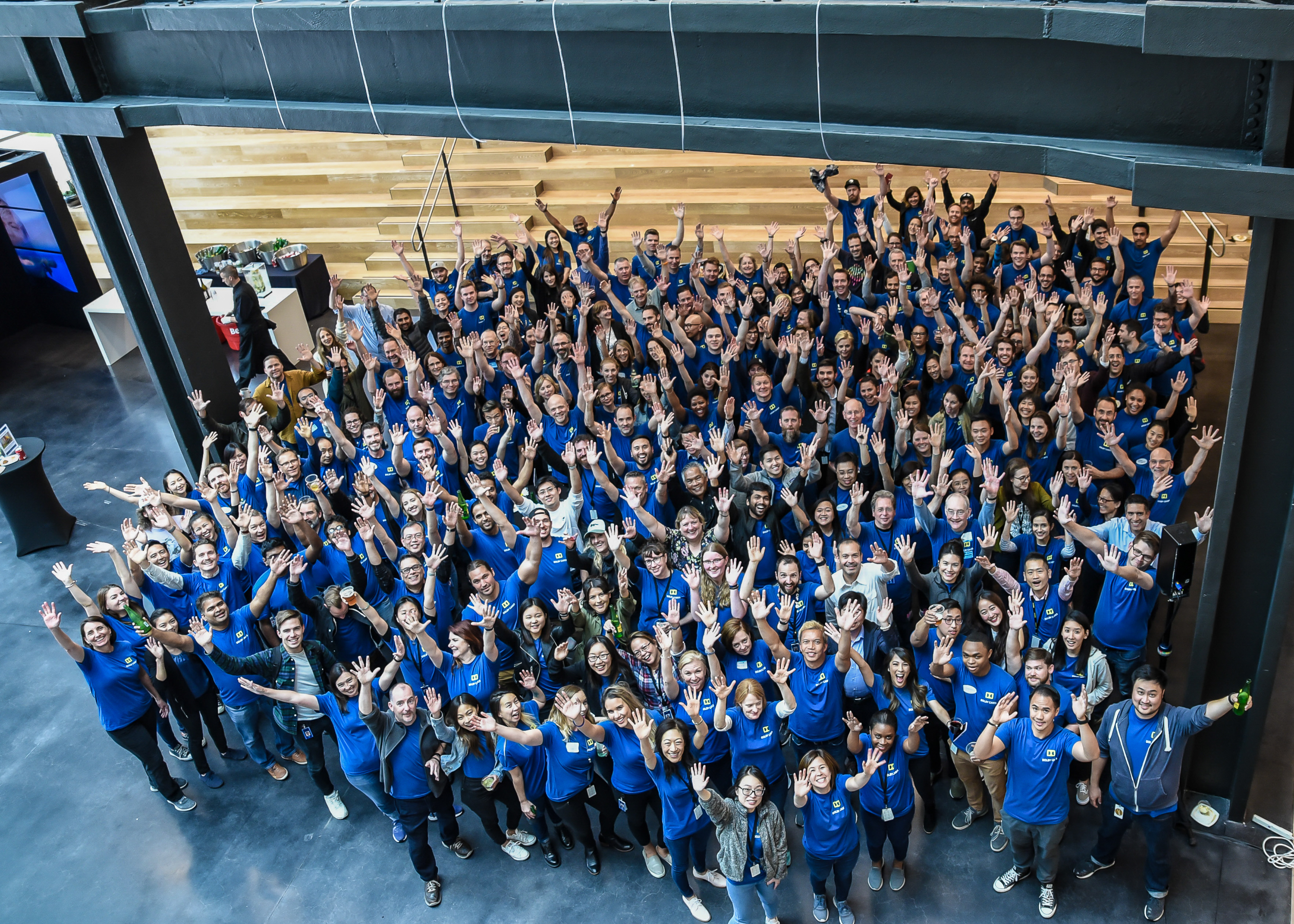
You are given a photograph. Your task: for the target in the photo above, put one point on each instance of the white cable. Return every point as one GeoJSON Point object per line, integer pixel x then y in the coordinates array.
{"type": "Point", "coordinates": [267, 63]}
{"type": "Point", "coordinates": [449, 68]}
{"type": "Point", "coordinates": [817, 57]}
{"type": "Point", "coordinates": [678, 77]}
{"type": "Point", "coordinates": [350, 8]}
{"type": "Point", "coordinates": [1280, 855]}
{"type": "Point", "coordinates": [562, 59]}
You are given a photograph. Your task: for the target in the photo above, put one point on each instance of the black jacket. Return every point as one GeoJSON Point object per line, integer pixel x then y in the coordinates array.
{"type": "Point", "coordinates": [248, 310]}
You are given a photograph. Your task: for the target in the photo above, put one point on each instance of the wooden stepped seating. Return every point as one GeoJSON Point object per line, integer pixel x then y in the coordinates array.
{"type": "Point", "coordinates": [349, 194]}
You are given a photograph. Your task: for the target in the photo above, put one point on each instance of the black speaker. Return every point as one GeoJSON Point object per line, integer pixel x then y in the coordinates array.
{"type": "Point", "coordinates": [1177, 561]}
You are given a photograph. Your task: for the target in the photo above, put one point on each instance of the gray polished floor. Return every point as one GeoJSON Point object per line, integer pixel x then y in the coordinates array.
{"type": "Point", "coordinates": [83, 839]}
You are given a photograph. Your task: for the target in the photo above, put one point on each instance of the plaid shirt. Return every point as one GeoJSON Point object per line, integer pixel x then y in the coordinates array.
{"type": "Point", "coordinates": [262, 664]}
{"type": "Point", "coordinates": [651, 683]}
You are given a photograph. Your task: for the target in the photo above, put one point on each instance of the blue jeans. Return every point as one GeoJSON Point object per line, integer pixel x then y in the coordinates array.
{"type": "Point", "coordinates": [246, 720]}
{"type": "Point", "coordinates": [897, 831]}
{"type": "Point", "coordinates": [1157, 833]}
{"type": "Point", "coordinates": [371, 785]}
{"type": "Point", "coordinates": [1122, 664]}
{"type": "Point", "coordinates": [842, 868]}
{"type": "Point", "coordinates": [685, 851]}
{"type": "Point", "coordinates": [751, 901]}
{"type": "Point", "coordinates": [836, 747]}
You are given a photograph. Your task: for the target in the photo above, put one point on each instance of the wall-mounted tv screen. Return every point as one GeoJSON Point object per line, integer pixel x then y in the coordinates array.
{"type": "Point", "coordinates": [30, 232]}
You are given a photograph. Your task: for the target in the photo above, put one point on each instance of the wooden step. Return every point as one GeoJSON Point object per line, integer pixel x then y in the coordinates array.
{"type": "Point", "coordinates": [535, 154]}
{"type": "Point", "coordinates": [469, 191]}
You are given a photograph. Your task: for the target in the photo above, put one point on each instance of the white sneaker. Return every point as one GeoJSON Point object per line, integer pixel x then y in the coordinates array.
{"type": "Point", "coordinates": [697, 908]}
{"type": "Point", "coordinates": [713, 877]}
{"type": "Point", "coordinates": [336, 805]}
{"type": "Point", "coordinates": [515, 851]}
{"type": "Point", "coordinates": [654, 865]}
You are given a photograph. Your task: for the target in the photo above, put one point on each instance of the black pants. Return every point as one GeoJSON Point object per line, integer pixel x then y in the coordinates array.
{"type": "Point", "coordinates": [919, 768]}
{"type": "Point", "coordinates": [636, 813]}
{"type": "Point", "coordinates": [310, 738]}
{"type": "Point", "coordinates": [575, 812]}
{"type": "Point", "coordinates": [413, 817]}
{"type": "Point", "coordinates": [141, 739]}
{"type": "Point", "coordinates": [192, 717]}
{"type": "Point", "coordinates": [486, 803]}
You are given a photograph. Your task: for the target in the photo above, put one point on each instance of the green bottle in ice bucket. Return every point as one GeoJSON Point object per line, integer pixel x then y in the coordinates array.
{"type": "Point", "coordinates": [1243, 698]}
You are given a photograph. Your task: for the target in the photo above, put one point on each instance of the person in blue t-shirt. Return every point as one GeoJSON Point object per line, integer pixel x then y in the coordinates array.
{"type": "Point", "coordinates": [358, 749]}
{"type": "Point", "coordinates": [668, 751]}
{"type": "Point", "coordinates": [129, 705]}
{"type": "Point", "coordinates": [1128, 597]}
{"type": "Point", "coordinates": [831, 831]}
{"type": "Point", "coordinates": [1142, 254]}
{"type": "Point", "coordinates": [1037, 808]}
{"type": "Point", "coordinates": [979, 685]}
{"type": "Point", "coordinates": [1148, 734]}
{"type": "Point", "coordinates": [887, 799]}
{"type": "Point", "coordinates": [571, 789]}
{"type": "Point", "coordinates": [629, 778]}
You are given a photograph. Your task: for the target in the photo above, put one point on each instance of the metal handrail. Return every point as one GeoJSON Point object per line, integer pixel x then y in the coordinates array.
{"type": "Point", "coordinates": [1209, 238]}
{"type": "Point", "coordinates": [420, 244]}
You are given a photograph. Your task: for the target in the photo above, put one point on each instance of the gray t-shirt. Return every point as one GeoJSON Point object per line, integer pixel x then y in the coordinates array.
{"type": "Point", "coordinates": [306, 684]}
----
» **Task requirements**:
Can you repeat all of the material above with "photograph" swapped for "image" throughout, changing nothing else and omitting the pictures?

» **Expected answer**:
You are given a image. Your task: for the target in the photo above, put one point on each instance of the white cable. Return every point as one GeoJSON Point object per line, integer pixel x then y in the coordinates array.
{"type": "Point", "coordinates": [267, 63]}
{"type": "Point", "coordinates": [449, 68]}
{"type": "Point", "coordinates": [817, 57]}
{"type": "Point", "coordinates": [678, 77]}
{"type": "Point", "coordinates": [350, 8]}
{"type": "Point", "coordinates": [1280, 855]}
{"type": "Point", "coordinates": [562, 59]}
You are given a image. Your task: for the target in the photo above, put one point on each instance of the black jacket. Return every point as one GeoJSON Point object per line, integer pixel x then y in the coordinates array.
{"type": "Point", "coordinates": [248, 310]}
You are given a image. Your task: for the target in the photo above, put one point on each instance of the wooden stepped seating. Return every point as one GeoJSON Point object per line, integer pixel x then y in the coordinates array.
{"type": "Point", "coordinates": [349, 194]}
You are given a image. Your task: for the target in the photo above, put one point on each instance of the black speaker. Return every point as one GeoJSON Point object per line, integer pixel x then y in the coordinates array.
{"type": "Point", "coordinates": [1177, 561]}
You are given a image. Your task: for the target in the photo above, put one point on each instance of the gray polished floor. Return every point as one GeoJSON Point object per line, integer pixel x then y in the coordinates array.
{"type": "Point", "coordinates": [83, 839]}
You are given a image. Your task: for the target in the photo above, put one point on each instance of the plaid shirt. Return every point as one GeoJSON Point object per line, integer pixel x then y in the coordinates array.
{"type": "Point", "coordinates": [262, 664]}
{"type": "Point", "coordinates": [651, 683]}
You are given a image. Your task: for the target in the photo above, put one point on each instance of the blue jeans. Return every point as one GeoJSON Point object per line, integer pixel x then y in the coordinates array.
{"type": "Point", "coordinates": [246, 720]}
{"type": "Point", "coordinates": [897, 831]}
{"type": "Point", "coordinates": [1157, 833]}
{"type": "Point", "coordinates": [371, 785]}
{"type": "Point", "coordinates": [1122, 664]}
{"type": "Point", "coordinates": [842, 868]}
{"type": "Point", "coordinates": [685, 851]}
{"type": "Point", "coordinates": [751, 901]}
{"type": "Point", "coordinates": [836, 747]}
You are given a image. Your task: for the target in the photo above, put one point on each instance of the wall-mounted tv screen. Return every point as one GeoJSON Point object per line, integer pixel x then y in the coordinates array.
{"type": "Point", "coordinates": [30, 232]}
You are given a image. Your task: for the target in the photo above, put one point on each instance of the wooden step. Return every point as one GeoJSON Point object per line, integer pixel x then y in the coordinates array.
{"type": "Point", "coordinates": [535, 154]}
{"type": "Point", "coordinates": [469, 191]}
You are given a image. Your task: for the target in the photo above, put one point on each instance of the white sneaker. Return every point as one GeoJSON Point object per line, integer pixel x then y in the coordinates array.
{"type": "Point", "coordinates": [697, 908]}
{"type": "Point", "coordinates": [713, 877]}
{"type": "Point", "coordinates": [336, 805]}
{"type": "Point", "coordinates": [515, 851]}
{"type": "Point", "coordinates": [654, 865]}
You are given a image. Your task: for the target in the photo above, put one point on each instance of the black pants. Return every point as one GeoJSON Point object per line, integer pixel x then y in the coordinates array.
{"type": "Point", "coordinates": [919, 768]}
{"type": "Point", "coordinates": [636, 813]}
{"type": "Point", "coordinates": [310, 738]}
{"type": "Point", "coordinates": [575, 812]}
{"type": "Point", "coordinates": [413, 817]}
{"type": "Point", "coordinates": [141, 739]}
{"type": "Point", "coordinates": [192, 717]}
{"type": "Point", "coordinates": [486, 803]}
You are given a image. Your task: for the target in the photo above, put one point on each instance of the green bottle in ice bucket. Return every point as one GeoJSON Point object per line, integer pixel x then y in the coordinates array.
{"type": "Point", "coordinates": [1243, 698]}
You are given a image. Your task: for the target in the photo above, put one point on each instance of the person in blue t-shirt. Return every point as one GeoJSON Point object per line, integer pixel x then y in the coordinates array.
{"type": "Point", "coordinates": [358, 749]}
{"type": "Point", "coordinates": [668, 751]}
{"type": "Point", "coordinates": [129, 705]}
{"type": "Point", "coordinates": [1128, 597]}
{"type": "Point", "coordinates": [831, 831]}
{"type": "Point", "coordinates": [1142, 254]}
{"type": "Point", "coordinates": [1037, 808]}
{"type": "Point", "coordinates": [979, 685]}
{"type": "Point", "coordinates": [1148, 734]}
{"type": "Point", "coordinates": [887, 799]}
{"type": "Point", "coordinates": [571, 789]}
{"type": "Point", "coordinates": [629, 778]}
You are given a image. Your task: for the target in the photo above, put one point on each instance of the metal handrail. Return every point as one GeoJSON Point object per line, integer pixel x then y in the coordinates array.
{"type": "Point", "coordinates": [1209, 238]}
{"type": "Point", "coordinates": [420, 244]}
You are given a image. Your task: for the target in the photo above, put one point on each instance of the gray t-shirt. Return every point as one GeoJSON Point object per line, integer pixel x then y in the coordinates array.
{"type": "Point", "coordinates": [306, 684]}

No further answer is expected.